• [Aufgaben]:
1/ Nenne alle Erklärungsvariablen, die das ursprüngliche Prognosemodell im Text zum US-Leitzins verwendet, also ohne die später ergänzte Variable.
2/ Tippe aus dem Text zum US-Leitzins den Abschnitt von „ein höheres Leitzinsniveau“ bis einschließlich „den Leitzins anheben.“ genau ab.

Die bisherigen Erklärungsvariablen des Metzler Asset Management für eine Prognose des US-Leitzinses – Arbeitslosenquote, (Kern-)Inflation und Kapazitätsauslastung der zyklischen Industrie – scheinen allein nicht mehr treffsicher zu sein.
25.10.2019 | 12:34 Uhr
Edgar Walk, Chefvolkswirt Metzler Asset Management, hat sie um die Variable „Verschuldung“ ergänzt. Leitzinserhöhungen für 2020 schließt er aus politischen Gründen allerdings aus. Die Eurozone sieht er noch weit von einer Rezession entfernt. Für die Geldpolitik in Japan ist Walk ratlos, sie dürfte ihr Pulver verschossen haben.
Für
den US-Leitzins verwenden wir schon seit Anfang der 2000er-Jahre ein
sehr zuverlässiges Prognosemodell. Die Erklärungsvariablen in diesem
Modell sind die Arbeitslosenquote (Freitag), die (Kern-)Inflation
(Donnerstag) und die Kapazitätsauslastung in der zyklischen Industrie.
Basierend auf unserem Prognosemodell schätzten wir jedoch für Januar
2019 einen angemessenen Leitzins von 5,25 % – ein Leitzinsniveau, das
die US-Wirtschaft ohne Zweifel heutzutage nicht mehr verkraften und das
Land in eine schwere Rezession stürzen würde.
Noch
eine Leitzinssenkung der US-Notenbank im Oktober – im nächsten Jahr
könnten sogar wieder Leitzinserhöhungen notwendig werden
in %
Die
Vermutung liegt somit nahe, dass die seit 2008 gestiegene
Gesamtverschuldung in den USA (Staat, Unternehmen und private Haushalte)
ein höheres Leitzinsniveau unmöglich macht, da sonst eine Schuldenkrise
drohen würde. So stieg die Gesamtverschuldung von 185,7 % des BIP im
zweiten Quartal 2001 auf 249,3 % des BIP im ersten Quartal 2019. Eine
Ergänzung des Prognosemodells um die Verschuldung zeigt, dass sich damit
die Geldpolitik der US-Notenbank seit der Finanzmarktkrise merklich
besser erklären lässt.
So spricht vor allem der zuletzt tendenzielle
Rückgang der Kapazitätsauslastung in der zyklischen Industrie für eine
Leitzinssenkung der US-Notenbank nächste Woche (Mittwoch). Sollte jedoch
unsere Prognose eines Rückgangs der Arbeitslosenquote sowie eines
moderaten Anstiegs der (Kern-)Inflation im kommenden Jahr eintreten,
müsste die US-Notenbank schon wieder Mitte 2020 den Leitzins anheben.

• [Datensatz]:
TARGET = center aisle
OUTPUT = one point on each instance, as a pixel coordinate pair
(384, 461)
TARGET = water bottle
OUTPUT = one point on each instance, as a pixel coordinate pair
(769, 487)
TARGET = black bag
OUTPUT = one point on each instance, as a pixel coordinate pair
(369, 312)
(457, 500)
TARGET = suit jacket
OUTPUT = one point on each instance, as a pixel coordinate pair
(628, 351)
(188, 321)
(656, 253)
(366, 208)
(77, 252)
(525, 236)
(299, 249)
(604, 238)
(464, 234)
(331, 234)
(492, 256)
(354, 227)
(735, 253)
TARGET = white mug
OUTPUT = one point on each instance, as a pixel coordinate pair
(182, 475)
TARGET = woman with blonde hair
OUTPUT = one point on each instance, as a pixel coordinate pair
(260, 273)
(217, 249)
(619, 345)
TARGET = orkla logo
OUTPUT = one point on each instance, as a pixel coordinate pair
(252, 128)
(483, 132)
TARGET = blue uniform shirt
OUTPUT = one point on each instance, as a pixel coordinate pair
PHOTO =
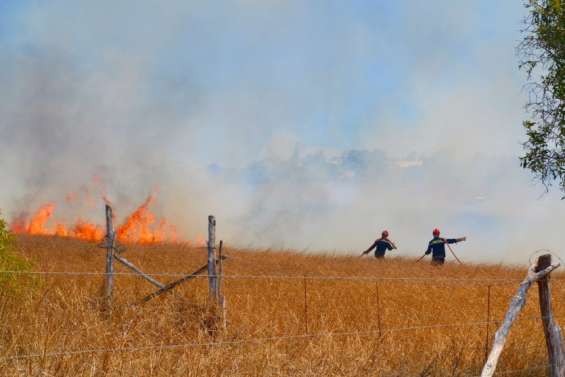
(381, 246)
(437, 247)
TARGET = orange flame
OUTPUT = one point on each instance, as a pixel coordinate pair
(37, 222)
(141, 226)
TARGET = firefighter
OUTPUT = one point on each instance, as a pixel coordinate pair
(381, 245)
(437, 247)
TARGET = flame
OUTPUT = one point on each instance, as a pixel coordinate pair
(141, 226)
(37, 222)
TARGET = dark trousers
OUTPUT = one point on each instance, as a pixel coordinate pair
(438, 261)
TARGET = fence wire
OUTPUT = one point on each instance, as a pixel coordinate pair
(160, 347)
(274, 277)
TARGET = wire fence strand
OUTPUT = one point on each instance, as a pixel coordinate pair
(275, 277)
(164, 347)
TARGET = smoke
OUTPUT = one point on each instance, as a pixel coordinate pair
(298, 126)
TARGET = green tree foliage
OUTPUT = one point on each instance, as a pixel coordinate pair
(11, 264)
(542, 53)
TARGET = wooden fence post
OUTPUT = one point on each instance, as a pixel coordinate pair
(212, 277)
(552, 332)
(378, 308)
(109, 282)
(518, 302)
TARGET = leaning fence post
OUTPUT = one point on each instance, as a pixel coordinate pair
(552, 332)
(516, 305)
(109, 282)
(212, 277)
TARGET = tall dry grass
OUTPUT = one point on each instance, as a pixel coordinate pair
(65, 315)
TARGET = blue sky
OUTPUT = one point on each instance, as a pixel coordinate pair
(307, 114)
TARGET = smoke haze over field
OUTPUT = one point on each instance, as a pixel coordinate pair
(309, 125)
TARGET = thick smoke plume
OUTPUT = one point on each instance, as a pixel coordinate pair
(243, 117)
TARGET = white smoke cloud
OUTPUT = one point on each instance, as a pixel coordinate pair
(138, 96)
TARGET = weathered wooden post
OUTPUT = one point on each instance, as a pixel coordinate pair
(220, 297)
(535, 273)
(109, 282)
(552, 332)
(212, 276)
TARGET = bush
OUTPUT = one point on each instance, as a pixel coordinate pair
(11, 265)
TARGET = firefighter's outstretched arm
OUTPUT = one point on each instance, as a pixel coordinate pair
(455, 240)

• [Antworten je Aufgabe]:
1/
- Arbeitslosenquote
- (Kern-)Inflation
- Kapazitätsauslastung in der zyklischen Industrie

2/
ein höheres Leitzinsniveau unmöglich macht, da sonst eine Schuldenkrise
drohen würde. So stieg die Gesamtverschuldung von 185,7 % des BIP im
zweiten Quartal 2001 auf 249,3 % des BIP im ersten Quartal 2019. Eine
Ergänzung des Prognosemodells um die Verschuldung zeigt, dass sich damit
die Geldpolitik der US-Notenbank seit der Finanzmarktkrise merklich
besser erklären lässt.
So spricht vor allem der zuletzt tendenzielle
Rückgang der Kapazitätsauslastung in der zyklischen Industrie für eine
Leitzinssenkung der US-Notenbank nächste Woche (Mittwoch). Sollte jedoch
unsere Prognose eines Rückgangs der Arbeitslosenquote sowie eines
moderaten Anstiegs der (Kern-)Inflation im kommenden Jahr eintreten,
müsste die US-Notenbank schon wieder Mitte 2020 den Leitzins anheben.